Stored dataset items:
= = = =
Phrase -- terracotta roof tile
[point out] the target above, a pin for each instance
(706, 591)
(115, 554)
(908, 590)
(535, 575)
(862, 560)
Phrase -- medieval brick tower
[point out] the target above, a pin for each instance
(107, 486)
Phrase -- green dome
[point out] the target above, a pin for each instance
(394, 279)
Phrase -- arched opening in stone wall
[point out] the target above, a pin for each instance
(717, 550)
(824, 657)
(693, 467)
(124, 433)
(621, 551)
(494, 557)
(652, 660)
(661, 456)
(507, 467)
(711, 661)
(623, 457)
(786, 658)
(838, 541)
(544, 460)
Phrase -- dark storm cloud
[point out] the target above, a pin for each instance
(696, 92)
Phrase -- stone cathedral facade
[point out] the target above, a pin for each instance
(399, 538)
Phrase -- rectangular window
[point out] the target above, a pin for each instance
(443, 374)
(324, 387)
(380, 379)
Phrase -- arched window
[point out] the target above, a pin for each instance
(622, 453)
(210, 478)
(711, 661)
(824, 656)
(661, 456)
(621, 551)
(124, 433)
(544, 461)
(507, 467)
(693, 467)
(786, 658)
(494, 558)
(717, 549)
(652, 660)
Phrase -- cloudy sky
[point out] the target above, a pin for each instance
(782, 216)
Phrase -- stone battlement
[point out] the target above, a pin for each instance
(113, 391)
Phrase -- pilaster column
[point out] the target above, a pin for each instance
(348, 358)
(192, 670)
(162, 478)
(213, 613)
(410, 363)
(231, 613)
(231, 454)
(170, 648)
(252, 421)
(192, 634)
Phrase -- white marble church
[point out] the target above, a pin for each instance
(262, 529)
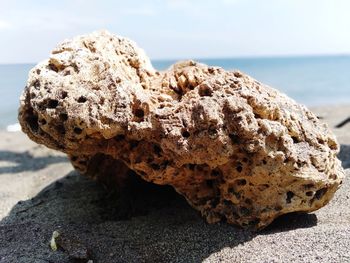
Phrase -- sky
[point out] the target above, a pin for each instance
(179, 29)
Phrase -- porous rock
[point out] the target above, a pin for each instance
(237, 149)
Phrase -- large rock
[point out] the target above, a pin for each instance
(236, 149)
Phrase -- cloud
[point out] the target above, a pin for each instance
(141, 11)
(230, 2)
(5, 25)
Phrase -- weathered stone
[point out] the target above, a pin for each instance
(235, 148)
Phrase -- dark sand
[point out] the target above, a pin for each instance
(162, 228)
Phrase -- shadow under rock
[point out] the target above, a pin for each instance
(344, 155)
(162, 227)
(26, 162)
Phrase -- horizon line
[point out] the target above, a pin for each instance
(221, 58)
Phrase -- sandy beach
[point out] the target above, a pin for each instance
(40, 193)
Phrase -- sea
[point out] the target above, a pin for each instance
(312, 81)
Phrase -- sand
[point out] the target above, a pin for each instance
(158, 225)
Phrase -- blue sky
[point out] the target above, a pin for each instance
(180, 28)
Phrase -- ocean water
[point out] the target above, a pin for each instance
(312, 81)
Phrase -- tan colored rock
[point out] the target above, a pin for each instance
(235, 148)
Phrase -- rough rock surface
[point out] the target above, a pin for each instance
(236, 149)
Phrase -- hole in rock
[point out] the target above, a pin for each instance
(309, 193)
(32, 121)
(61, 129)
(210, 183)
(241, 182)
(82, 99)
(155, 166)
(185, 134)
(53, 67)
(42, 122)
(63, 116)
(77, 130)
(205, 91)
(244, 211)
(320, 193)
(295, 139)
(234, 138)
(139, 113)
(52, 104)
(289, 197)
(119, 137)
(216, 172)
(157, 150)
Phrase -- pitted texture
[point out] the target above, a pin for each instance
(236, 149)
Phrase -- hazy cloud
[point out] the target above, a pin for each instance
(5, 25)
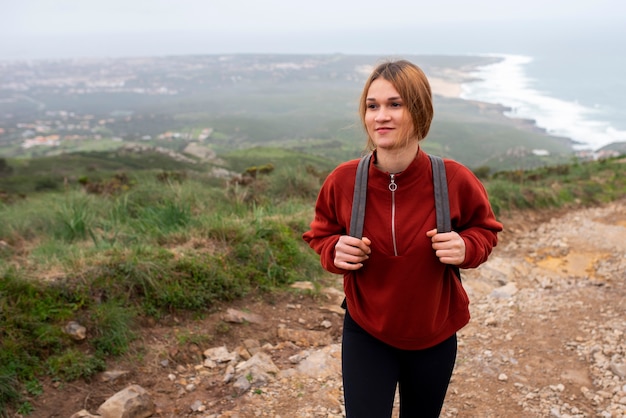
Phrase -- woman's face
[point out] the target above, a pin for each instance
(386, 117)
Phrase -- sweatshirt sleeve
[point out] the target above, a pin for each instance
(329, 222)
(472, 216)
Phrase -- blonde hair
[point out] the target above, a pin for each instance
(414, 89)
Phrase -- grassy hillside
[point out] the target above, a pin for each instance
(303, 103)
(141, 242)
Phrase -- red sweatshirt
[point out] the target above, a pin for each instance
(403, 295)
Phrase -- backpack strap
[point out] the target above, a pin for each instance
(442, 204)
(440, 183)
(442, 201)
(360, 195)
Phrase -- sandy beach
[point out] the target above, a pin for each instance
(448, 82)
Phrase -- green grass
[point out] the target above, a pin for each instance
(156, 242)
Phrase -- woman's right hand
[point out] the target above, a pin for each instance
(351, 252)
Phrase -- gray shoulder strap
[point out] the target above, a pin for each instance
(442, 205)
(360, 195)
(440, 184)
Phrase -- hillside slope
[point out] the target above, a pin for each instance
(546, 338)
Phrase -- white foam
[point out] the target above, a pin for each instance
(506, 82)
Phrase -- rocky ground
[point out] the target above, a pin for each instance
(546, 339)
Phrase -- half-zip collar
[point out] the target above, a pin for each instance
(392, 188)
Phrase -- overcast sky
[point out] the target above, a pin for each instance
= = = =
__TASK DETAILS__
Retype nothing except the lines from the line holding "Phrase -- blonde hair" through the last line of the entries, both included.

__PROBLEM SOLUTION__
Phrase -- blonde hair
[point out] the target above, a pin for each instance
(414, 89)
Phrase -- grassy hillside
[point out] the target above, a pin for each instance
(303, 103)
(141, 242)
Phrase -- red sweatshirt
[point out] the target above, a pin for each instance
(403, 295)
Phrase -- backpack strap
[point out] the target above, a pin for each instance
(442, 204)
(440, 183)
(442, 201)
(360, 195)
Phrase -- sandy beach
[point out] the target above, a pin for each instance
(448, 82)
Phrase -- green grass
[point out] the target above, a pin for each instance
(156, 242)
Phrase -- woman's right hand
[point out] the target above, a pin for each instance
(351, 252)
Phrase -- gray shoulder strap
[point out] the target above, a pin for each instance
(442, 205)
(360, 195)
(440, 184)
Phrase -- hillside slope
[point out] the target above, a pin for each instance
(546, 338)
Phrase -- white foam
[point out] the target above, a pin for each instance
(506, 82)
Phrase -- rocky ground
[point out] the target above, a pin for each instance
(546, 339)
Phrase -- half-zip collar
[point out] the target above, a pin for each instance
(392, 188)
Phrase -- overcast sky
[point out] the target above, a pin for each instance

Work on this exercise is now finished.